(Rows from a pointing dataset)
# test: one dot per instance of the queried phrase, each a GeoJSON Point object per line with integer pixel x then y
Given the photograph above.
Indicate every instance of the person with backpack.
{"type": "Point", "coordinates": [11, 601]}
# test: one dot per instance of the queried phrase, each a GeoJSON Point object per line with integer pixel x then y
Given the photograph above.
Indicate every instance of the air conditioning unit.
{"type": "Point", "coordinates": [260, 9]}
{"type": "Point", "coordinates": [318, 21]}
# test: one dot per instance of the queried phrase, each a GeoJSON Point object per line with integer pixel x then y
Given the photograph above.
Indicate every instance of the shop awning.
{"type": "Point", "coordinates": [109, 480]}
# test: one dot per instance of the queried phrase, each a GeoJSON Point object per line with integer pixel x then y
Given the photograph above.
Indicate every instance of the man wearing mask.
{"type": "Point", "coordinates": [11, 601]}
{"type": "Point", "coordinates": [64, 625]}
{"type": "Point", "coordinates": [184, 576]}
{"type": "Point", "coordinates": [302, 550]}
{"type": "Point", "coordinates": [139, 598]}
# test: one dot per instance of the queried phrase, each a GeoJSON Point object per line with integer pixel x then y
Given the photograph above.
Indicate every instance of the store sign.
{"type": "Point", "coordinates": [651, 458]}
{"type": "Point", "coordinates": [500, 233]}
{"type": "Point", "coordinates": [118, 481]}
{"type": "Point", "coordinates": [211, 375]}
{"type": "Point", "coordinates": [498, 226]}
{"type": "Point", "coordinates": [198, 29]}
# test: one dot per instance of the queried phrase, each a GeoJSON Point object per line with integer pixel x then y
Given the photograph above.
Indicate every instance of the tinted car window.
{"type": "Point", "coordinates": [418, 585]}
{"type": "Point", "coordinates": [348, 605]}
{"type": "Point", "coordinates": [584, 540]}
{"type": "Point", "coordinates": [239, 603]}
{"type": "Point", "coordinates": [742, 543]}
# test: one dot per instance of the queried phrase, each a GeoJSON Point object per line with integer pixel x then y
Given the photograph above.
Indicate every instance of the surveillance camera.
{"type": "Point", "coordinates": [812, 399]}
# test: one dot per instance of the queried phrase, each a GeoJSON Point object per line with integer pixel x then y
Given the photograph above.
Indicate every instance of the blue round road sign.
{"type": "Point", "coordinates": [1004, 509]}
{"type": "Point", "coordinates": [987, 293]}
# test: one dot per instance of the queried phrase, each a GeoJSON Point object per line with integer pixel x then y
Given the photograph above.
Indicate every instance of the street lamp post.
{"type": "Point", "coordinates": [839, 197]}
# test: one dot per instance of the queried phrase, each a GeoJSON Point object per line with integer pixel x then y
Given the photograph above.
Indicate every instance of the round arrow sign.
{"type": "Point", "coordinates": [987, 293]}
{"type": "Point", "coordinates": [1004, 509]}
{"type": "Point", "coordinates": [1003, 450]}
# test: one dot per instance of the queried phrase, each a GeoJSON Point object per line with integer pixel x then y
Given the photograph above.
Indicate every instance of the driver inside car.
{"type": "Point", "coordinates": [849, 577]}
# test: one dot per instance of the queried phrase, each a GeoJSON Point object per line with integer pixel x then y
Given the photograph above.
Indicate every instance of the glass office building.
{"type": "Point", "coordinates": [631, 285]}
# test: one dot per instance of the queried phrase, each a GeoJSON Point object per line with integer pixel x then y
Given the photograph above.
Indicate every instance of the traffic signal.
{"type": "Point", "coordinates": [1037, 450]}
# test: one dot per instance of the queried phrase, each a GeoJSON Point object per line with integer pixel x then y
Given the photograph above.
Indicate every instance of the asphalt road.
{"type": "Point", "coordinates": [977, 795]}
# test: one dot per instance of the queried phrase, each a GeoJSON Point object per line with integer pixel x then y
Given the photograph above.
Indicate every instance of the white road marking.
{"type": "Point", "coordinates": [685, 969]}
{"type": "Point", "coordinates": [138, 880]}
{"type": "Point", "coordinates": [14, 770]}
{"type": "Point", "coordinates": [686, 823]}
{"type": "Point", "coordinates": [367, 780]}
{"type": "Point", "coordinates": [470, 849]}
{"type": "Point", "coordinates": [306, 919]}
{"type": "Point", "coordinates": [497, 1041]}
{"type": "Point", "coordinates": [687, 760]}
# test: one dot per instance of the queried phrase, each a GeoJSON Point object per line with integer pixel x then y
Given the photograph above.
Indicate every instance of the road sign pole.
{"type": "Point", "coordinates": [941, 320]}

• [Exercise task]
Reproduce the entire listing word for word.

• [Result of the exercise]
# test: one dot per instance of the queried phrase, each a GeoJSON Point object per line with integer pixel x then y
Given the photograph above.
Indicate every instance of the person with backpack.
{"type": "Point", "coordinates": [11, 601]}
# test: one dot per instance of the queried phrase, each a GeoJSON Point object per line with integer pixel x then y
Given the photograph above.
Indicate every instance of the air conditioning unit.
{"type": "Point", "coordinates": [260, 9]}
{"type": "Point", "coordinates": [318, 21]}
# test: one dot per instance of the queried phrase, each a GeoJSON Point object per line with integer pixel x then y
Given the photograph above.
Indicate every instance of the shop awning.
{"type": "Point", "coordinates": [109, 480]}
# test: one dot per instance of the queried phrase, each a GeoJSON Point object per line with integer pixel x then y
Given the photograph above.
Indicate every instance of the man wearing mask.
{"type": "Point", "coordinates": [11, 601]}
{"type": "Point", "coordinates": [64, 625]}
{"type": "Point", "coordinates": [184, 576]}
{"type": "Point", "coordinates": [302, 550]}
{"type": "Point", "coordinates": [139, 598]}
# test: one dot per instance of the queried phrase, each a GeoJSON Point object per line with integer pixel x then y
Given the photograph above.
Indicate every instance of the store sign.
{"type": "Point", "coordinates": [651, 458]}
{"type": "Point", "coordinates": [500, 233]}
{"type": "Point", "coordinates": [118, 481]}
{"type": "Point", "coordinates": [211, 375]}
{"type": "Point", "coordinates": [498, 226]}
{"type": "Point", "coordinates": [198, 29]}
# test: one dot per instance of the queried phrase, each a GeoJSON Point object per line with integer pixel x then y
Given the photograph above.
Indicate every instance of the tinted car window.
{"type": "Point", "coordinates": [418, 585]}
{"type": "Point", "coordinates": [348, 605]}
{"type": "Point", "coordinates": [584, 540]}
{"type": "Point", "coordinates": [239, 603]}
{"type": "Point", "coordinates": [742, 543]}
# test: one dot per instance of the queried phrase, each a GeoJSON Point object per line with integer pixel x then y
Given the photograph above.
Indicate every instance of the surveillance camera.
{"type": "Point", "coordinates": [812, 399]}
# test: one dot per instance of the queried phrase, each a GeoJSON Point object per line with integer pixel x then y
Given the photograph above.
Indicate every instance of the blue round road sign.
{"type": "Point", "coordinates": [1004, 509]}
{"type": "Point", "coordinates": [987, 293]}
# test: one dot per instance of the queried phrase, each a GeoJSON Point object per line with integer pixel x then y
Given the photograph above.
Indicate every instance of the street lamp post.
{"type": "Point", "coordinates": [839, 197]}
# test: one dot per instance of the queried phrase, each a GeoJSON Point object per line with integer pixel x then y
Given the photograph above.
Indicate every instance of the round arrow sign.
{"type": "Point", "coordinates": [987, 293]}
{"type": "Point", "coordinates": [1004, 509]}
{"type": "Point", "coordinates": [1003, 450]}
# test: one dot per instance of the queried phrase, each a GeoJSON Point object per line with integer pixel x then y
Given the photograph above.
Indicate every instance of the driver inside car.
{"type": "Point", "coordinates": [849, 577]}
# test: one dot per instance of the queried phrase, each a GeoJSON Point object per line with integer pixel x then y
Given the photograph above.
Indicate every instance of the glass office building.
{"type": "Point", "coordinates": [631, 285]}
# test: one dot per instance of the queried phrase, each a GeoJSON Point object per line with integer pixel x then y
Given the photograph above.
Indicate every instance of the traffic signal.
{"type": "Point", "coordinates": [1037, 450]}
# test: one dot per instance of the queried phrase, each a GeoJSON Point object per line with integer pixel x then y
Given the photograph above.
Indicate every instance of the asphalt road.
{"type": "Point", "coordinates": [977, 795]}
# test: one dot per instance of the queried phrase, each a GeoJSON Point object per line with integer pixel x then y
Given the photograph above.
Indicate every instance of the white road marking.
{"type": "Point", "coordinates": [685, 969]}
{"type": "Point", "coordinates": [138, 880]}
{"type": "Point", "coordinates": [14, 770]}
{"type": "Point", "coordinates": [686, 823]}
{"type": "Point", "coordinates": [367, 780]}
{"type": "Point", "coordinates": [470, 849]}
{"type": "Point", "coordinates": [306, 919]}
{"type": "Point", "coordinates": [497, 1041]}
{"type": "Point", "coordinates": [687, 760]}
# test: one dot per instance of the queried phrase, each a GeoJSON Point object per line with integer pixel x then y
Given the photograph above.
Indicate every instance of the road sign pole.
{"type": "Point", "coordinates": [941, 320]}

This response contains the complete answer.